Exercise instructions: Reproduce verbatim the line where "Practice: locate the protective" occurs, along with all following lines down to the last line of the data.

[Material for the task — start]

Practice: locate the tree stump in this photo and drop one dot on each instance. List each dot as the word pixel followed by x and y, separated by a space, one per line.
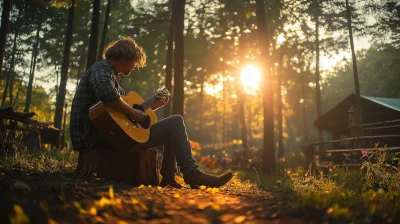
pixel 134 167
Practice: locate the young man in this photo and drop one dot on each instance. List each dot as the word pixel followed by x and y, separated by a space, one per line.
pixel 101 82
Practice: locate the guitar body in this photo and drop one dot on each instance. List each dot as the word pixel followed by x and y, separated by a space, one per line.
pixel 116 127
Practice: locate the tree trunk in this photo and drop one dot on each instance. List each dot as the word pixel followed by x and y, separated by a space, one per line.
pixel 223 113
pixel 317 75
pixel 178 101
pixel 3 100
pixel 5 17
pixel 64 69
pixel 304 99
pixel 355 71
pixel 243 127
pixel 281 151
pixel 13 65
pixel 170 55
pixel 268 154
pixel 201 110
pixel 105 28
pixel 32 69
pixel 250 116
pixel 241 95
pixel 201 75
pixel 94 33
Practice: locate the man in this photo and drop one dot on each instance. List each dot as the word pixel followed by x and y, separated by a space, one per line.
pixel 101 82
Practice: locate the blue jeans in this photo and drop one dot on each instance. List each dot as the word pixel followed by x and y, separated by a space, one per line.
pixel 171 132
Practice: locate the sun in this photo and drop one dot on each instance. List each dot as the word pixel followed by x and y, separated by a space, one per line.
pixel 251 79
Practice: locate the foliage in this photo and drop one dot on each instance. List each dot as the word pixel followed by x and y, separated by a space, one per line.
pixel 62 161
pixel 382 171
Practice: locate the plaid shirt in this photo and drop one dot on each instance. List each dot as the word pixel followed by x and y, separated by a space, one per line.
pixel 100 82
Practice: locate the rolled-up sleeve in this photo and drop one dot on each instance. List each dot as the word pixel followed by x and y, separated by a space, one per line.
pixel 103 86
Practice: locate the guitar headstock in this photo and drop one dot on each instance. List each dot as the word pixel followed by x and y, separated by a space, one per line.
pixel 163 92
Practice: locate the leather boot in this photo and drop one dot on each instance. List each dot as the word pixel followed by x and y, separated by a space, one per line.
pixel 198 178
pixel 165 182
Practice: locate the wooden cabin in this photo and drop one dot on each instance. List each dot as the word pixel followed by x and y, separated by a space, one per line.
pixel 380 123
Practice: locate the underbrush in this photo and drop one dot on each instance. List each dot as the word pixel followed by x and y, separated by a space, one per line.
pixel 365 195
pixel 40 161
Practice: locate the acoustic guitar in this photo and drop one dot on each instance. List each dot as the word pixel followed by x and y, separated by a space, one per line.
pixel 119 129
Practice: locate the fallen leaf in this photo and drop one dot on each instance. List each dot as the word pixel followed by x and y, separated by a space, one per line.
pixel 240 219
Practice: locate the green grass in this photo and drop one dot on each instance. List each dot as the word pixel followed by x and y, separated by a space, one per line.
pixel 349 195
pixel 41 161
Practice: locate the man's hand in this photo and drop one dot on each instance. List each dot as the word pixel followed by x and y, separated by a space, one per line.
pixel 162 101
pixel 139 115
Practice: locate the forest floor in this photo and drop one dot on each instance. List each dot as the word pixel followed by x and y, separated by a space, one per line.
pixel 61 198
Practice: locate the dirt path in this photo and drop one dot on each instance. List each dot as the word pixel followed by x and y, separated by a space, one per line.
pixel 56 198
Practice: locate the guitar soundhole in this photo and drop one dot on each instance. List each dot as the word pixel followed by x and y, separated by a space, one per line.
pixel 144 124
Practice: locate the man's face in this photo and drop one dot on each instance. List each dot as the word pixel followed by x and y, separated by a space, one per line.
pixel 127 66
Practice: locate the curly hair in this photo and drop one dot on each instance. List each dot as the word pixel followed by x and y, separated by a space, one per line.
pixel 126 48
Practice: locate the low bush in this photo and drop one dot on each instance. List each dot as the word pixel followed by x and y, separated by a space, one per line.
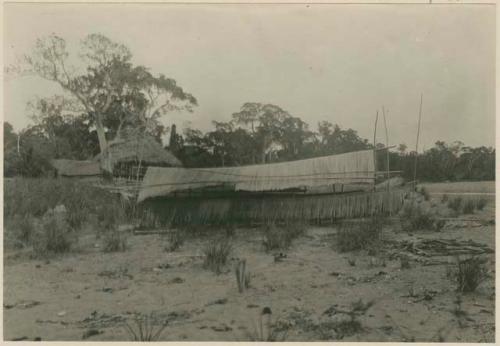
pixel 216 253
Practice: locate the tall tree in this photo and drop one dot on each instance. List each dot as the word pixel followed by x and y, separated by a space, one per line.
pixel 110 86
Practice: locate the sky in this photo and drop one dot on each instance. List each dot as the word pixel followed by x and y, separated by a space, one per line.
pixel 339 63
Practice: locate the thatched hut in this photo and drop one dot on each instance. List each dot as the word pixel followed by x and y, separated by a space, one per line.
pixel 319 189
pixel 132 151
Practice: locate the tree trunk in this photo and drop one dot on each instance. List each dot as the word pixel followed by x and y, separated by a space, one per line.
pixel 103 145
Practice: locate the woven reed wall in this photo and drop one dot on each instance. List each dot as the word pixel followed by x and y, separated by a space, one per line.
pixel 276 209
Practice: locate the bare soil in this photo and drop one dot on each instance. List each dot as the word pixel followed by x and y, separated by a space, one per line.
pixel 92 292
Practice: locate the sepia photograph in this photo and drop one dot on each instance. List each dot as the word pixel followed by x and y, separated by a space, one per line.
pixel 228 172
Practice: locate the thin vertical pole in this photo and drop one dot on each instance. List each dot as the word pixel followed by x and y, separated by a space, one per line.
pixel 388 168
pixel 374 149
pixel 416 145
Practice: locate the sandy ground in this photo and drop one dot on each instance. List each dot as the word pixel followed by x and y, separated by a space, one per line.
pixel 65 297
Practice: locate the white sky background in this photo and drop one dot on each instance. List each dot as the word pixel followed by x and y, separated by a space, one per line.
pixel 320 62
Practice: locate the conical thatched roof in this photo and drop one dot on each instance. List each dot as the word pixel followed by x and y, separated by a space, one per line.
pixel 133 145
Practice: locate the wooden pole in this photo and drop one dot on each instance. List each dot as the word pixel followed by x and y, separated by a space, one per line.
pixel 416 145
pixel 375 147
pixel 388 167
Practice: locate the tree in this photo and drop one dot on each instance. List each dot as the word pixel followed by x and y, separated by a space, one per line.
pixel 110 91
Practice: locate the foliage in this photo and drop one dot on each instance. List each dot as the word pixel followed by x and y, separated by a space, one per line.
pixel 35 196
pixel 216 254
pixel 359 235
pixel 469 273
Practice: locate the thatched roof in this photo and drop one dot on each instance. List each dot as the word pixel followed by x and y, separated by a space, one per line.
pixel 356 167
pixel 74 168
pixel 134 146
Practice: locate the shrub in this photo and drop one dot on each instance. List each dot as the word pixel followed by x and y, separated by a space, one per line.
pixel 468 206
pixel 455 204
pixel 469 273
pixel 359 235
pixel 114 241
pixel 19 230
pixel 53 236
pixel 425 193
pixel 216 254
pixel 481 203
pixel 145 328
pixel 415 218
pixel 175 240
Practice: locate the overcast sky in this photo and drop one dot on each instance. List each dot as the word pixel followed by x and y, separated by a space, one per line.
pixel 320 62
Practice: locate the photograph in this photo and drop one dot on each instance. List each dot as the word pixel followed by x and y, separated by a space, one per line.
pixel 249 172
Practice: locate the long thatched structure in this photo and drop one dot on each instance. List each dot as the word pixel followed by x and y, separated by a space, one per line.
pixel 317 190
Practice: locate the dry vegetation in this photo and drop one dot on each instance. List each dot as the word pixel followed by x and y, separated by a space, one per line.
pixel 422 275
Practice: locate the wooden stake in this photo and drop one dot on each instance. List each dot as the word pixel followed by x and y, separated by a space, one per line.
pixel 416 145
pixel 388 167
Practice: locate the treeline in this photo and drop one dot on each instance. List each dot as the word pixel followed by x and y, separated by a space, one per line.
pixel 111 93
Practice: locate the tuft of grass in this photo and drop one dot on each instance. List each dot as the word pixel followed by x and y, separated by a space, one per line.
pixel 415 218
pixel 145 328
pixel 216 253
pixel 267 330
pixel 468 274
pixel 175 240
pixel 455 204
pixel 425 193
pixel 242 276
pixel 280 238
pixel 468 206
pixel 481 203
pixel 444 198
pixel 359 235
pixel 114 241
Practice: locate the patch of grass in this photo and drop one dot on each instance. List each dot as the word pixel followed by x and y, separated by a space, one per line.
pixel 425 193
pixel 145 328
pixel 455 204
pixel 444 198
pixel 114 241
pixel 267 330
pixel 468 274
pixel 359 235
pixel 175 240
pixel 468 206
pixel 19 231
pixel 52 236
pixel 280 238
pixel 216 253
pixel 415 218
pixel 242 276
pixel 481 203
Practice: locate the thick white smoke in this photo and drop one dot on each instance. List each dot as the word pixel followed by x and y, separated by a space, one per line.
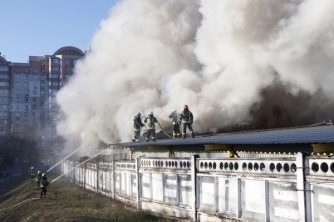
pixel 215 56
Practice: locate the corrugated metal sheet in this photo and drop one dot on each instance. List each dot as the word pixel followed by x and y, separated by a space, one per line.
pixel 310 135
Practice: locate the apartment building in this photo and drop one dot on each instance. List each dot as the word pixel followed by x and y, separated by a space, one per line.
pixel 28 90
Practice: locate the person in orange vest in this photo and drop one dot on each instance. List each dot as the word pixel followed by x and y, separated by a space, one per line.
pixel 176 124
pixel 137 124
pixel 150 121
pixel 187 119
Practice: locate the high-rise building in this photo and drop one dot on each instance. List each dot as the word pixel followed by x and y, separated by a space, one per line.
pixel 27 92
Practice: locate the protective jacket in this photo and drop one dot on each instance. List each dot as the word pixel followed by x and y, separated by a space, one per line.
pixel 186 116
pixel 137 123
pixel 175 118
pixel 150 122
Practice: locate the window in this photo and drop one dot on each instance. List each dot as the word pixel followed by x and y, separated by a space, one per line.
pixel 54 60
pixel 3 114
pixel 3 83
pixel 53 75
pixel 4 76
pixel 53 83
pixel 3 68
pixel 54 68
pixel 3 98
pixel 3 121
pixel 53 91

[Material for the task — finish]

Result of the task:
Practice: locate the protective jacket in this photo and drop one dot on each instance. List each dot as the word pixel followed by x and y, separated by a space, one per line.
pixel 186 116
pixel 137 123
pixel 175 118
pixel 150 122
Practice: locate the window in this photo and drop one dot on each instance. List each dot as the word pixel followed by x and y, separated by a space, one per line.
pixel 54 60
pixel 3 114
pixel 3 83
pixel 53 75
pixel 4 76
pixel 53 83
pixel 3 68
pixel 54 68
pixel 3 98
pixel 3 121
pixel 53 91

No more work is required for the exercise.